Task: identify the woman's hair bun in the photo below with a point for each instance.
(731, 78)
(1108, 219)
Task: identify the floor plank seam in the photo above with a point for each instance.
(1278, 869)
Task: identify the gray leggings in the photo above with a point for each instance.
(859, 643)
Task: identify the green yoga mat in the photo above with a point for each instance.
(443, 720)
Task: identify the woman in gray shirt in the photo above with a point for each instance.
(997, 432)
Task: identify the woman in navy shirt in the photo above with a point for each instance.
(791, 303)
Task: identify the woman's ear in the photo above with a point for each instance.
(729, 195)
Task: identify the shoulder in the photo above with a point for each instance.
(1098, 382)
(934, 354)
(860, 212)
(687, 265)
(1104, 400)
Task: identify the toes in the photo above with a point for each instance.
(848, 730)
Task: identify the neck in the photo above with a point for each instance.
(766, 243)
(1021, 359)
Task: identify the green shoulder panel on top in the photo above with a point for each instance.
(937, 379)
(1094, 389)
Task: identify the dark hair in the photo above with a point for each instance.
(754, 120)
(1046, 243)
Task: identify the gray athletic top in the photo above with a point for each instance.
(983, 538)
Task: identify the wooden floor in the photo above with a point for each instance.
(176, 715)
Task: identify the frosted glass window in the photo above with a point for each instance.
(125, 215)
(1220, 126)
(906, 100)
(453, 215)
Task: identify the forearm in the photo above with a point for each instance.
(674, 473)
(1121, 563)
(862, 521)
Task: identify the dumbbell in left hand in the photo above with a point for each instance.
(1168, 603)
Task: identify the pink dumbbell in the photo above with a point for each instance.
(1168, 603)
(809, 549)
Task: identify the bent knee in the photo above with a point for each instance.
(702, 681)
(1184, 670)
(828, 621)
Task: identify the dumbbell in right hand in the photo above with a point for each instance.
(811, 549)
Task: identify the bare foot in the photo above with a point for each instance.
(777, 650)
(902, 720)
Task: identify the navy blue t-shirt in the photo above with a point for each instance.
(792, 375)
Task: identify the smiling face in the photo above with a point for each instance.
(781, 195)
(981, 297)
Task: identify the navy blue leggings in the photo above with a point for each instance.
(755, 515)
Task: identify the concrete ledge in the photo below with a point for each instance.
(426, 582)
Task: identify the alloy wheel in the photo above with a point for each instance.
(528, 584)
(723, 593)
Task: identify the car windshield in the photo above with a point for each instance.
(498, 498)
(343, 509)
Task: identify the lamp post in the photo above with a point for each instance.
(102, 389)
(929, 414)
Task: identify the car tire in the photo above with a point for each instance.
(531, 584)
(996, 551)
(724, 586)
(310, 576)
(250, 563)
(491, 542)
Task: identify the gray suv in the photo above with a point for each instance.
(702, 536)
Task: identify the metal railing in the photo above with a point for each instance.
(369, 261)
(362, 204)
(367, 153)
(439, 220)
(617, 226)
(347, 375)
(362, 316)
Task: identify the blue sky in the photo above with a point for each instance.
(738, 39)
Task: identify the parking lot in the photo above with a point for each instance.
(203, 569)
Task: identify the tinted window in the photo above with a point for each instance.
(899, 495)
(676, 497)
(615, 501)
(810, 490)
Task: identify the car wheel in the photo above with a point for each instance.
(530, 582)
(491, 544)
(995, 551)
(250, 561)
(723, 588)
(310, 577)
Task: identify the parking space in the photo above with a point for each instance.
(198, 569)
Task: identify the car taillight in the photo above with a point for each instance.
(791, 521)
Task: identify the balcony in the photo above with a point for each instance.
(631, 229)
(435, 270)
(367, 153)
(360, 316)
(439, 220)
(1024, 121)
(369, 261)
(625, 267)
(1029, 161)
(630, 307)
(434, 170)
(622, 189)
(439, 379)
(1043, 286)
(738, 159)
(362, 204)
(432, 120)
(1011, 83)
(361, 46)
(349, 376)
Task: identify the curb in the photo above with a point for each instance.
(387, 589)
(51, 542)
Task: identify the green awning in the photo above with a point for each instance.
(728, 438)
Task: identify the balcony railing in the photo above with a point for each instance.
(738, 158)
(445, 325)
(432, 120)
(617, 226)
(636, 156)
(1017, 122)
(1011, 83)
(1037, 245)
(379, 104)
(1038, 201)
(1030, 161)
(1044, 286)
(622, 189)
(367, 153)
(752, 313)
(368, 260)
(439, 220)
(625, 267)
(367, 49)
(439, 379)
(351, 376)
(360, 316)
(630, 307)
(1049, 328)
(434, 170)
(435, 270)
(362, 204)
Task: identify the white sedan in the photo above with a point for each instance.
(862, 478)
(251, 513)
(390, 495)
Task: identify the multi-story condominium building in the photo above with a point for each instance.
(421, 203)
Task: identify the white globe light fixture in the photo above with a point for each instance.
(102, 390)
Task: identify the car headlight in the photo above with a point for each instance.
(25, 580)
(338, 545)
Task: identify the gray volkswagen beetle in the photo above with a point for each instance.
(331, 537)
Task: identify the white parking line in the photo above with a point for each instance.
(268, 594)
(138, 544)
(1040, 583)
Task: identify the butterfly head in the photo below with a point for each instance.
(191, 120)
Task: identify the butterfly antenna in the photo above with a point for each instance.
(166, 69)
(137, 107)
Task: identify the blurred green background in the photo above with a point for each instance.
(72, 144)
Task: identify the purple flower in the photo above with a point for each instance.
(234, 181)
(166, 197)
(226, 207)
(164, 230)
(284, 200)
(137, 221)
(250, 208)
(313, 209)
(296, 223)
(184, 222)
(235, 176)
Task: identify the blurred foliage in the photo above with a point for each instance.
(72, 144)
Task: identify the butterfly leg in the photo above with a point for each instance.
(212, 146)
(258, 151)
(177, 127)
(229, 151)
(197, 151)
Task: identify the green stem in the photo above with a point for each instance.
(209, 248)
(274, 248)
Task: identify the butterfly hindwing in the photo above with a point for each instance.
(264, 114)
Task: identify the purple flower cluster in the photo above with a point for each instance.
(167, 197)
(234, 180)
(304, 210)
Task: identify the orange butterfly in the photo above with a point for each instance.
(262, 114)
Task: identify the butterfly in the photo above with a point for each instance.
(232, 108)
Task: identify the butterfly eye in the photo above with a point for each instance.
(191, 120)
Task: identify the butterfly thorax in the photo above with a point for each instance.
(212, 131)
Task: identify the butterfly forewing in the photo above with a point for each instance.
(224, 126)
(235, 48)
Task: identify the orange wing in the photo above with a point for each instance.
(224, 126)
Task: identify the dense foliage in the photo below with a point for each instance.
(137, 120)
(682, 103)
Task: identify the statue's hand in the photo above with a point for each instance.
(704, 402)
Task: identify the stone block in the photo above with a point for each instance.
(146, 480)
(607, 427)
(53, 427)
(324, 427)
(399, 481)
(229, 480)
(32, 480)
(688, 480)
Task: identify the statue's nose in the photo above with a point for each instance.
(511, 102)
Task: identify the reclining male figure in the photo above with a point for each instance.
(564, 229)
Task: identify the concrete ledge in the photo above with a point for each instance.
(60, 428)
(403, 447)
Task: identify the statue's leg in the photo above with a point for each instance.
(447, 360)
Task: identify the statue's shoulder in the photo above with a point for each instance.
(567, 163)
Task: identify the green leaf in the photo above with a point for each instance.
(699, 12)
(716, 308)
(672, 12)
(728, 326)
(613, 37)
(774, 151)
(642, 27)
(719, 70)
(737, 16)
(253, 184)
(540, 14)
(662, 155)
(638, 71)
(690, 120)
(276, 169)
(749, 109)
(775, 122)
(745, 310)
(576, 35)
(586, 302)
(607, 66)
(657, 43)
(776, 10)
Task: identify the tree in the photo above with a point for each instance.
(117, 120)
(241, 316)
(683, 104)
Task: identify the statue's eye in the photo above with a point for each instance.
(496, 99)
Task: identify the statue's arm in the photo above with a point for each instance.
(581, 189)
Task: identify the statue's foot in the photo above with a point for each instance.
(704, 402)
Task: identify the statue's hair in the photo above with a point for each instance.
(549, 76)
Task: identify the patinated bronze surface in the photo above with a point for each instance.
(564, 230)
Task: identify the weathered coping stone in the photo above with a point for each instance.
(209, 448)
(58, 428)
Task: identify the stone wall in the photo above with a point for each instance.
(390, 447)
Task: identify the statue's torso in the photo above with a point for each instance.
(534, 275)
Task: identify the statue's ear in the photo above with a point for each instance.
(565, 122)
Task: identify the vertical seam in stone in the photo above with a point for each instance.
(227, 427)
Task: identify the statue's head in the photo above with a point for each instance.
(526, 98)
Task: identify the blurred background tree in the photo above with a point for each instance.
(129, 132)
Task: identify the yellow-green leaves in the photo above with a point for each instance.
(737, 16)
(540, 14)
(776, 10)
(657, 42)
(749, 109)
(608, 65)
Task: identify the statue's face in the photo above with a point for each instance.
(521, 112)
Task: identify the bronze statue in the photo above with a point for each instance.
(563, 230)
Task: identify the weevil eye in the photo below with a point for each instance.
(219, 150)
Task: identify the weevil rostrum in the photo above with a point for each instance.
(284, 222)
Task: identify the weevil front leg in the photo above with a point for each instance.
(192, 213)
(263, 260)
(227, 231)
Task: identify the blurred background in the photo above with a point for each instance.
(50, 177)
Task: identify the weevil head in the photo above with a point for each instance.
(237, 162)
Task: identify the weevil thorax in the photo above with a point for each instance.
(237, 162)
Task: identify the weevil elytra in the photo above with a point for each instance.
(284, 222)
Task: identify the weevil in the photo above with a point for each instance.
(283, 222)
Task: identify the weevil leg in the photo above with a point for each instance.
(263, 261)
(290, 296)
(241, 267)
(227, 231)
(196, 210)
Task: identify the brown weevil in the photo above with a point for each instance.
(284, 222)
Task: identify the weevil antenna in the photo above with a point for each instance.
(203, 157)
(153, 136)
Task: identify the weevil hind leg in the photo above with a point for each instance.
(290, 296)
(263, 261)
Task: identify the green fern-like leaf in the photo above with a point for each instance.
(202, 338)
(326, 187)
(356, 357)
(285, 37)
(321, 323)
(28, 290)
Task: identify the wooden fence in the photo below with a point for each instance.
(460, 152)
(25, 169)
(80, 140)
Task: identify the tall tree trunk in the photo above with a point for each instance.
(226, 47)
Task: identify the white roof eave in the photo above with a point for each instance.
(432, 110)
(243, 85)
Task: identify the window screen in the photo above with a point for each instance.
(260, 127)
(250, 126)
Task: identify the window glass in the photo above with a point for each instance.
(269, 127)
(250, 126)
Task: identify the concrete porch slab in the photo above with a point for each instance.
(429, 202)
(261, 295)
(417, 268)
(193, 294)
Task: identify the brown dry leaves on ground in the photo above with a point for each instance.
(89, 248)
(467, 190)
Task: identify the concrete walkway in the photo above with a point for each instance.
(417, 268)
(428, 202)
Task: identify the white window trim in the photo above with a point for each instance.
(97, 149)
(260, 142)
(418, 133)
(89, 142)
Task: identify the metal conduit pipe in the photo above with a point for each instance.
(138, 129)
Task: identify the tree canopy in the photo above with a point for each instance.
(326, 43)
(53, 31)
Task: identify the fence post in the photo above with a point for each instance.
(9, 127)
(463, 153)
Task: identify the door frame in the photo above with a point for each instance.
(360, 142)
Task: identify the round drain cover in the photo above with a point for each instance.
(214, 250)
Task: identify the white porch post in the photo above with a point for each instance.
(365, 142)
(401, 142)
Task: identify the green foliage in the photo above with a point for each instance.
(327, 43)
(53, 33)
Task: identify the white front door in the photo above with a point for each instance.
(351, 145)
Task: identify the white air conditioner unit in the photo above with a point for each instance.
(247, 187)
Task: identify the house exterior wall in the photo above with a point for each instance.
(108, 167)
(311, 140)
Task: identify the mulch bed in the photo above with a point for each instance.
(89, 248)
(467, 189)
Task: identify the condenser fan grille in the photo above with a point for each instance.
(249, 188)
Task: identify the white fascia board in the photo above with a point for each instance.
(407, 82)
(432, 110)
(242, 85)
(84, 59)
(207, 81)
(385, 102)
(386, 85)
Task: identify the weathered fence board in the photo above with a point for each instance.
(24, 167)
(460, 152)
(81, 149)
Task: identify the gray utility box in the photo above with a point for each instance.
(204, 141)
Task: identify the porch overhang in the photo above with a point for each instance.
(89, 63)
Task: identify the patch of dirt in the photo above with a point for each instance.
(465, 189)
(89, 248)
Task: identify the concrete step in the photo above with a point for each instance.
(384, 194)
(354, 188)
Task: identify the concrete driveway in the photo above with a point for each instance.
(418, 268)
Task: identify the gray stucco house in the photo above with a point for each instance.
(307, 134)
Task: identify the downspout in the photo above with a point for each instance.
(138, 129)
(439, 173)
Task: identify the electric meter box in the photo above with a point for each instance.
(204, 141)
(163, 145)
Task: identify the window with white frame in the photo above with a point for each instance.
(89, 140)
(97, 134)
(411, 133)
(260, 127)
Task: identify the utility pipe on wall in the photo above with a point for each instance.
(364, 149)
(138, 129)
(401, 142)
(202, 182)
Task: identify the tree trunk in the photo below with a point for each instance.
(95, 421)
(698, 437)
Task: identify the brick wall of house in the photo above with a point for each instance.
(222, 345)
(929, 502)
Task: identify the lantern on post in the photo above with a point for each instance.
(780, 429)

## Instruction
Reproduce precisely the span of lines that begins at the line containing "Task: identify the mulch" and ends with the last line of the listing.

## Correct output
Task: identify the mulch bed in the photo above with a point for each instance.
(89, 248)
(467, 189)
Task: identify the condenser fan grille in the photo above with a point for each instance.
(249, 188)
Task: identify the white fascia board in the photo above with a point for each instance.
(407, 82)
(432, 110)
(242, 85)
(84, 59)
(207, 81)
(385, 102)
(386, 85)
Task: identify the weathered fence board in the photo above with a point for each instance.
(24, 167)
(460, 152)
(81, 149)
Task: identify the gray utility box in the photo above with a point for each instance.
(204, 141)
Task: identify the porch overhang in the photo above with a point for each instance.
(89, 63)
Task: identify the patch of dirt in the photo above with a point for each instance.
(465, 189)
(89, 248)
Task: identify the concrete step in the photo above with a point for each instance.
(384, 194)
(354, 188)
Task: identify the concrete driveway in the photo above with a point for each instance.
(418, 268)
Task: identify the gray stucco house in the photo above with a point for each instance.
(307, 134)
Task: identify the downspout in the photo above with a point for each instance.
(138, 129)
(439, 173)
Task: identify the electric meter box in the photo above with a point for each instance.
(204, 141)
(163, 145)
Task: identify the window with white frame in the photo above with a point for each instance.
(89, 140)
(97, 134)
(411, 133)
(260, 127)
Task: identify the utility pipe on wall in the photo above with a point for each instance.
(364, 149)
(138, 129)
(401, 142)
(202, 182)
Task: identify the tree trunk in the photo below with a point for each instance.
(95, 421)
(698, 437)
Task: identify the brick wall of house in the photo above with a point for each instance.
(222, 345)
(929, 502)
Task: identify the lantern on post in the photo above with a point for each instance.
(780, 429)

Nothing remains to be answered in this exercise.